Excerpts from a detection dataset
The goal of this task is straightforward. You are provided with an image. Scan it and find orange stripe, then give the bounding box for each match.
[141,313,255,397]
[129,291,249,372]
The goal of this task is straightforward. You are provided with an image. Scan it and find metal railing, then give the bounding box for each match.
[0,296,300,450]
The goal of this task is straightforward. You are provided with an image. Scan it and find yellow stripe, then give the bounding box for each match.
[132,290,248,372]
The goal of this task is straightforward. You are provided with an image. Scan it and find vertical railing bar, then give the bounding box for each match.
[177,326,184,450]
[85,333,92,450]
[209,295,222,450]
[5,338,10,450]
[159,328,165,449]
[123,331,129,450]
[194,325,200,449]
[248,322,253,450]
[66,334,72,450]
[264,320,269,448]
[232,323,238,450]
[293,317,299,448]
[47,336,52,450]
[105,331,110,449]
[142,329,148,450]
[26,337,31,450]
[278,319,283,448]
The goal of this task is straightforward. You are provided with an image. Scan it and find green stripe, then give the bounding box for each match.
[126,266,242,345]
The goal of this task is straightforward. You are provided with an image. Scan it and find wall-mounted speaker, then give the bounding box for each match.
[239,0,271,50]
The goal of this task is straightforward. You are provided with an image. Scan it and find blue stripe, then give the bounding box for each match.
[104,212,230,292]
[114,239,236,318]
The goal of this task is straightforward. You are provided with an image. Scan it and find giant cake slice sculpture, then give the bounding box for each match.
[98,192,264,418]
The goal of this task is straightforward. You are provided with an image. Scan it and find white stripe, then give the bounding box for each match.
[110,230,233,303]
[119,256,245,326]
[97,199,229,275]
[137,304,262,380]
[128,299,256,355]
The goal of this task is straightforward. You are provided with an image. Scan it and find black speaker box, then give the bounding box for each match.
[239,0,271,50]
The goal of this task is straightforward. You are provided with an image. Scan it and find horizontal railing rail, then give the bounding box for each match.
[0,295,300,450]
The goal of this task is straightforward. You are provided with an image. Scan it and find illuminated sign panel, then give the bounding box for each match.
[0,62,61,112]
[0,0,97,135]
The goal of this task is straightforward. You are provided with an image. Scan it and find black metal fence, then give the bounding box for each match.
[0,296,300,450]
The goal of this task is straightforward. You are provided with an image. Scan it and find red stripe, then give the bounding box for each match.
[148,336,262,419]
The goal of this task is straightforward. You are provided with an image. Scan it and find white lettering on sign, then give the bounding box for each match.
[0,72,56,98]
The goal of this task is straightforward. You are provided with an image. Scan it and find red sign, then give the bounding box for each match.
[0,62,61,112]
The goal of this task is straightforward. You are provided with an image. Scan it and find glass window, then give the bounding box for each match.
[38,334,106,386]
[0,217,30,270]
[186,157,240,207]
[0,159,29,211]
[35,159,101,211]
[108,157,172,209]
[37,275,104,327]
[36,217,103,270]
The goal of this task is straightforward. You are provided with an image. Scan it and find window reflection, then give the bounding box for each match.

» Work instructions: Lay out every line of the records above as a Markdown table with the columns "Row" and "Line." Number each line in order and leave out any blank ones.

» Solution for this exercise:
| Row | Line |
|---|---|
| 1 | The goal of this task is straightforward. You are provided with an image. Scan it and find orange stripe, then give the bounding box for each match. |
| 2 | [141,313,255,397] |
| 3 | [129,291,249,372] |
| 4 | The goal of this task is straightforward. You are provided with an image. Scan it and find metal railing, then give the bounding box for each match. |
| 5 | [0,296,300,450] |
| 6 | The goal of this task is straightforward. You are provided with an image. Scan it and find yellow stripe, then give the bounding box for each match. |
| 7 | [132,290,248,372] |
| 8 | The goal of this task is straightforward. You are provided with an image. Scan it and find vertical railing bar, then give the bounding box for each match. |
| 9 | [177,326,184,450] |
| 10 | [85,333,92,450] |
| 11 | [209,295,222,450] |
| 12 | [5,338,10,450] |
| 13 | [159,328,165,449] |
| 14 | [123,331,129,450] |
| 15 | [194,325,200,449] |
| 16 | [248,322,253,450] |
| 17 | [66,334,72,450] |
| 18 | [264,320,269,448] |
| 19 | [232,323,238,450] |
| 20 | [293,317,299,448] |
| 21 | [47,336,52,450] |
| 22 | [105,331,110,449] |
| 23 | [142,329,148,450] |
| 24 | [26,337,31,450] |
| 25 | [278,319,283,448] |
| 26 | The goal of this task is straightforward. You are provided with an image. Scan it and find green stripe, then give the bounding box for each match. |
| 27 | [126,266,242,345] |
| 28 | The goal of this task is straightforward. You are provided with an image. Scan it and find wall-mounted speaker, then give the bounding box for each match. |
| 29 | [239,0,271,50] |
| 30 | The goal of this task is straightforward. You are provided with an image. Scan it and find blue stripe, then give the bounding box for each match. |
| 31 | [104,212,230,292] |
| 32 | [114,239,236,318] |
| 33 | The goal of this task is straightforward. You are provided with an image. Scan it and find giant cake slice sculpture, then give the bounding box for each match. |
| 34 | [98,192,264,418] |
| 35 | The goal of this task is straightforward. You are provided with an image. Scan it and find white stripe, then give the bounding box for each match. |
| 36 | [110,230,233,303] |
| 37 | [119,256,245,326] |
| 38 | [97,199,229,275] |
| 39 | [137,304,262,380] |
| 40 | [128,299,256,355] |
| 41 | The goal of this task is straightforward. You are provided with an image. Scan it and find black speaker box, then give the bounding box for each match. |
| 42 | [239,0,271,50] |
| 43 | The goal of this task is straightforward. You are provided with an image. Scan it and find horizontal railing rail, then give the bounding box for each match. |
| 44 | [0,295,300,450] |
| 45 | The goal of this task is straightforward. You are provided with an image. Scan it and find illuminated sign panel, then give the bounding box for each match. |
| 46 | [0,62,61,112] |
| 47 | [0,0,97,135] |
| 48 | The goal of this task is straightforward. You are provided with an image. Scan it and find black metal fence, then give the bounding box for each match. |
| 49 | [0,296,300,450] |
| 50 | The goal of this task is straightforward. You are provided with an image. Scan it and find red stripe, then give the bounding box for each match. |
| 51 | [148,336,262,419] |
| 52 | The goal of this task is straightforward. You are provided with an image. Scan it and find white lettering on sign, then give the bounding box for each match. |
| 53 | [0,72,56,98] |
| 54 | The goal of this task is straightforward. You are provided with an image. Scan it and find red sign, then give the bounding box for each match. |
| 55 | [0,62,61,112] |
| 56 | The goal of this task is straightforward. You are provided with an image. Scan it and find glass window, then give the bounding box for each match. |
| 57 | [38,334,106,386] |
| 58 | [0,217,30,270] |
| 59 | [186,157,240,207] |
| 60 | [0,159,29,211] |
| 61 | [35,159,101,211] |
| 62 | [108,157,172,209] |
| 63 | [37,275,104,327] |
| 64 | [36,217,103,270] |
| 65 | The goal of this task is straightforward. You are provided with an image. Scan it and find window reflection, then give the bounding box for each match. |